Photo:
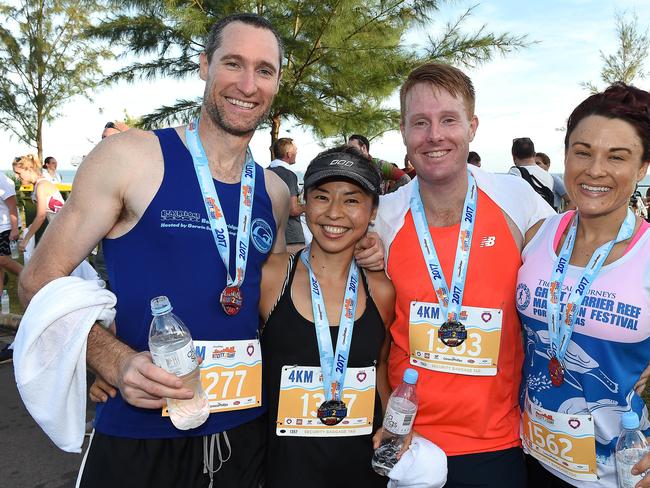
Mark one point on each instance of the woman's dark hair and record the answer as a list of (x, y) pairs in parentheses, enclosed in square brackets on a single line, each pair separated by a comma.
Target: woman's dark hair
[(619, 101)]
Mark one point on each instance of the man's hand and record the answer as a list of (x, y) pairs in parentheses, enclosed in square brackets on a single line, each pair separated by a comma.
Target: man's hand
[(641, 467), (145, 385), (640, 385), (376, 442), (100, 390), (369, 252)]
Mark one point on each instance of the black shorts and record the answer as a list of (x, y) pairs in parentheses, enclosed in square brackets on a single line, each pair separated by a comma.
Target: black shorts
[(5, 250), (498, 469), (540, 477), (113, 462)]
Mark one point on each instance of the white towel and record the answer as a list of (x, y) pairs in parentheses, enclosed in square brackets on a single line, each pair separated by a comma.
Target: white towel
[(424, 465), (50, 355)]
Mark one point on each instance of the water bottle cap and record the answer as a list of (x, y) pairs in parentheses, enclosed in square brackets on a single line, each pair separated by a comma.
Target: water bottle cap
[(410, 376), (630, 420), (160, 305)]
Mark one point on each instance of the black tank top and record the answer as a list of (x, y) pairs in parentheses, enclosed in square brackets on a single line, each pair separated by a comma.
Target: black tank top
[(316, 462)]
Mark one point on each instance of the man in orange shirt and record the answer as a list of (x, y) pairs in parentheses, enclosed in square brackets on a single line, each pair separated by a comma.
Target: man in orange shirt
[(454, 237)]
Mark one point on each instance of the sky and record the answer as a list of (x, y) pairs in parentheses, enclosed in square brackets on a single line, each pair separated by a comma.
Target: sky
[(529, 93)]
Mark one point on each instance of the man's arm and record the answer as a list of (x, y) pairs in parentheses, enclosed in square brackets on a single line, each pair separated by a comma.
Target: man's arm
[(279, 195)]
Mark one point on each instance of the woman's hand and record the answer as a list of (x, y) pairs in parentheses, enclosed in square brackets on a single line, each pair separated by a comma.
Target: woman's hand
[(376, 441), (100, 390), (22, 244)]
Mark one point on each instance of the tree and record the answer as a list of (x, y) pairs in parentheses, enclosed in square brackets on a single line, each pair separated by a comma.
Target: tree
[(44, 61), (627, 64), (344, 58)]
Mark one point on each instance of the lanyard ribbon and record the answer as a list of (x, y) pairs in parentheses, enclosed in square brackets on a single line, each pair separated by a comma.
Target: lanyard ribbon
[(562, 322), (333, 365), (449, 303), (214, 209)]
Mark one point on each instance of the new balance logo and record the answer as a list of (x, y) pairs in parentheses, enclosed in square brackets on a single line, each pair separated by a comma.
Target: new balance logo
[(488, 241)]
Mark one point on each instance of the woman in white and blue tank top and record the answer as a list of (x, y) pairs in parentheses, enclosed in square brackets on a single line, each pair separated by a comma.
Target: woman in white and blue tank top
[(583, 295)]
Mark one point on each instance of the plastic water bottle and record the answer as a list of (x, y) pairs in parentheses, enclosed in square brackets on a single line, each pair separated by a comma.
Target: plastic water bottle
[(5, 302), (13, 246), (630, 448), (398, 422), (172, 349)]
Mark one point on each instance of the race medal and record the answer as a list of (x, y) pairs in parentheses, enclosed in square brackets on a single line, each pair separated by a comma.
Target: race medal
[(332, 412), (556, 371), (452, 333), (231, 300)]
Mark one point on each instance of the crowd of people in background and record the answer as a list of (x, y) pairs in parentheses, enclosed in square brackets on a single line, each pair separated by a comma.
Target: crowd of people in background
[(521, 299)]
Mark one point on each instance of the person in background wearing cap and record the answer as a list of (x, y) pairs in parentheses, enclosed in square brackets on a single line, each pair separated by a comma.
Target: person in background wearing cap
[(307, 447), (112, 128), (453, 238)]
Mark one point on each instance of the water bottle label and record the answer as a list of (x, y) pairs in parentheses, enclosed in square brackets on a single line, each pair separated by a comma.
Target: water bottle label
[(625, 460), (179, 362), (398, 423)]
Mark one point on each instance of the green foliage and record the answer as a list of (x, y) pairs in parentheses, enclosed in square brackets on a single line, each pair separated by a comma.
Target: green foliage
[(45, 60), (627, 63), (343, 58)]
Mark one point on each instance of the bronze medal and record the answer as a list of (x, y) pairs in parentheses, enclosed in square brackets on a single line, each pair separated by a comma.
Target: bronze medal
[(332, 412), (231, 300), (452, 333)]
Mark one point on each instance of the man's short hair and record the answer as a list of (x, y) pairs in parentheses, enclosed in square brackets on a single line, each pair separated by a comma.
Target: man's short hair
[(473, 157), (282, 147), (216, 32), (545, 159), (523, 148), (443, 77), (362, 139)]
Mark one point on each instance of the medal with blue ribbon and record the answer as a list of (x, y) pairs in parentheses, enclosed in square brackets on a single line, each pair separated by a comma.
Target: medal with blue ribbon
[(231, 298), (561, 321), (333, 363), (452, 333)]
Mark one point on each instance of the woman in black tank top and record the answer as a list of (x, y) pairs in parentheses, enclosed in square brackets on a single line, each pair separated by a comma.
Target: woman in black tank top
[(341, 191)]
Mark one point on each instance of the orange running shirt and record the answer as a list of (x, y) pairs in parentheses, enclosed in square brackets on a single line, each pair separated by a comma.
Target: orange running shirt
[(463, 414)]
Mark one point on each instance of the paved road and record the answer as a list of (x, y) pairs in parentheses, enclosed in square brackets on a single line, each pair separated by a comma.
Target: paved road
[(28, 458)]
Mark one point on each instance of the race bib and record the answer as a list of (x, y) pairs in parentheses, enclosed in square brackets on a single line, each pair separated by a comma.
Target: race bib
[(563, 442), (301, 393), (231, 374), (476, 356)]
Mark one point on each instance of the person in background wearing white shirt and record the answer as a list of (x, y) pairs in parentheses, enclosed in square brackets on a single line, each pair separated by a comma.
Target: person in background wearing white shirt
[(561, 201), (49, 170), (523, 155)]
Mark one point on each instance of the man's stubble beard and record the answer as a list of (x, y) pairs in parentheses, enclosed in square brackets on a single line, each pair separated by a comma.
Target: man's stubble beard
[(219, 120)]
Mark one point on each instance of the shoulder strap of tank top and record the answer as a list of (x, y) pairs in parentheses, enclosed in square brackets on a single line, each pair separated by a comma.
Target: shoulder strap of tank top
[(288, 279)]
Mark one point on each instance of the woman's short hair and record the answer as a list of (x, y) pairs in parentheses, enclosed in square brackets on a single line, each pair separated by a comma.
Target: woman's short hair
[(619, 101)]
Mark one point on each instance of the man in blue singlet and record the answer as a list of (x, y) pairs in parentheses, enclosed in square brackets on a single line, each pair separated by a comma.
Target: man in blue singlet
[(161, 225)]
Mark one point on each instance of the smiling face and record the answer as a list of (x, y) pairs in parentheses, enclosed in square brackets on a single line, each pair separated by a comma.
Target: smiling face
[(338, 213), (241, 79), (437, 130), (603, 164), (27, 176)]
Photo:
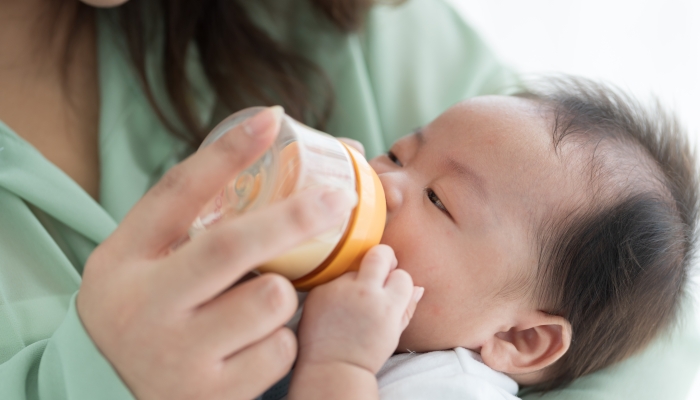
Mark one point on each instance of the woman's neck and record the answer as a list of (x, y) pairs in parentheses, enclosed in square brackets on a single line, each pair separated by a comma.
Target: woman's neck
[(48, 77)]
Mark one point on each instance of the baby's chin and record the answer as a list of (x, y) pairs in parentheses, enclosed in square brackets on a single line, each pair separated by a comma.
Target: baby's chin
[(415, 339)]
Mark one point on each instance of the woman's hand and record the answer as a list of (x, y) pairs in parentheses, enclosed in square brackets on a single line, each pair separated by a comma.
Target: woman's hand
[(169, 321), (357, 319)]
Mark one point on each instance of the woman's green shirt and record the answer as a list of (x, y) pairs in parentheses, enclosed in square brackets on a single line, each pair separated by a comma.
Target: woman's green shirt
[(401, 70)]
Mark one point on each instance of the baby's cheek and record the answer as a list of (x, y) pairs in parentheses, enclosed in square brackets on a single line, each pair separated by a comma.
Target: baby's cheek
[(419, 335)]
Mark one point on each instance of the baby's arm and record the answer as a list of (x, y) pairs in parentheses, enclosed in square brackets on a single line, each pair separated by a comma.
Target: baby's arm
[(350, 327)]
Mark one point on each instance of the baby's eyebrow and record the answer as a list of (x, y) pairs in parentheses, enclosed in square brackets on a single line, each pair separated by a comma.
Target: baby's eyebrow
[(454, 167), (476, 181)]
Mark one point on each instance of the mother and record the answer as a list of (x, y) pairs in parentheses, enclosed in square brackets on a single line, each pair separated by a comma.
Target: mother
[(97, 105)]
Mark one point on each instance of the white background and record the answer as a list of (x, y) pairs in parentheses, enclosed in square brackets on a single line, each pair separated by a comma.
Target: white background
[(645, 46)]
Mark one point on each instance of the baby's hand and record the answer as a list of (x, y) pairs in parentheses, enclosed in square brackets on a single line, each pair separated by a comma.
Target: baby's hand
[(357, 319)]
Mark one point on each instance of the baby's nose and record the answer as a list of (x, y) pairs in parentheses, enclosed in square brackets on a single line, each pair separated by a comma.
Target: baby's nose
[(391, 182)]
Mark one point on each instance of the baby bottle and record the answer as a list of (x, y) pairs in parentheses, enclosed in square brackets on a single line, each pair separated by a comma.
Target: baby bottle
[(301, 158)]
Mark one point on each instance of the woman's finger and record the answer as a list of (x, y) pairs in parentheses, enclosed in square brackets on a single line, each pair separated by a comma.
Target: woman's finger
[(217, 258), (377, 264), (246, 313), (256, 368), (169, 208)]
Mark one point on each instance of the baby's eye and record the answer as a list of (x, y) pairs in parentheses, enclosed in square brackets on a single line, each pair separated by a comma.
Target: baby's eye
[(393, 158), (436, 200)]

++++++++++

Starting at the beginning of the listing and ending at the line containing "[(424, 465), (50, 355)]", both included, rewrite every line with the requests kept. Shift each x and y coordinate in the answer lists by -102, leave the numbers in the requests unchanged, and omit the pictures.

REPLY TO THE EXERCISE:
Photo:
Mark one point on each instance of the woman's dark hair and record the answer as a list of (x, y) pairs in parentheses, enclosed in square brackets on a single line, each pair separated by a comma.
Target: woman's dark hair
[(517, -1)]
Mark one point on each instance of the man's hand and record the answer as a list of (x, y) pairs in parentheses, enclosed in square brackets on a single line, each pair separated by a comma.
Target: man's hand
[(539, 365), (43, 283), (538, 283), (274, 340), (-2, 288), (267, 150)]
Mark one point on each instance of the black shorts and record the answer as a list of (x, y) pairs in parentheses, enclosed in square brackets on a single line, each pair separated by a comma.
Target: black shorts
[(-97, 148), (396, 367), (438, 375), (11, 360)]
Mark one point on each instance of the white towel and record the answer as a list of (x, y) pairs in parentheses, enclosed in square brackets on a single line, each pair separated by a comma.
Target: white towel
[(322, 363), (-52, 253)]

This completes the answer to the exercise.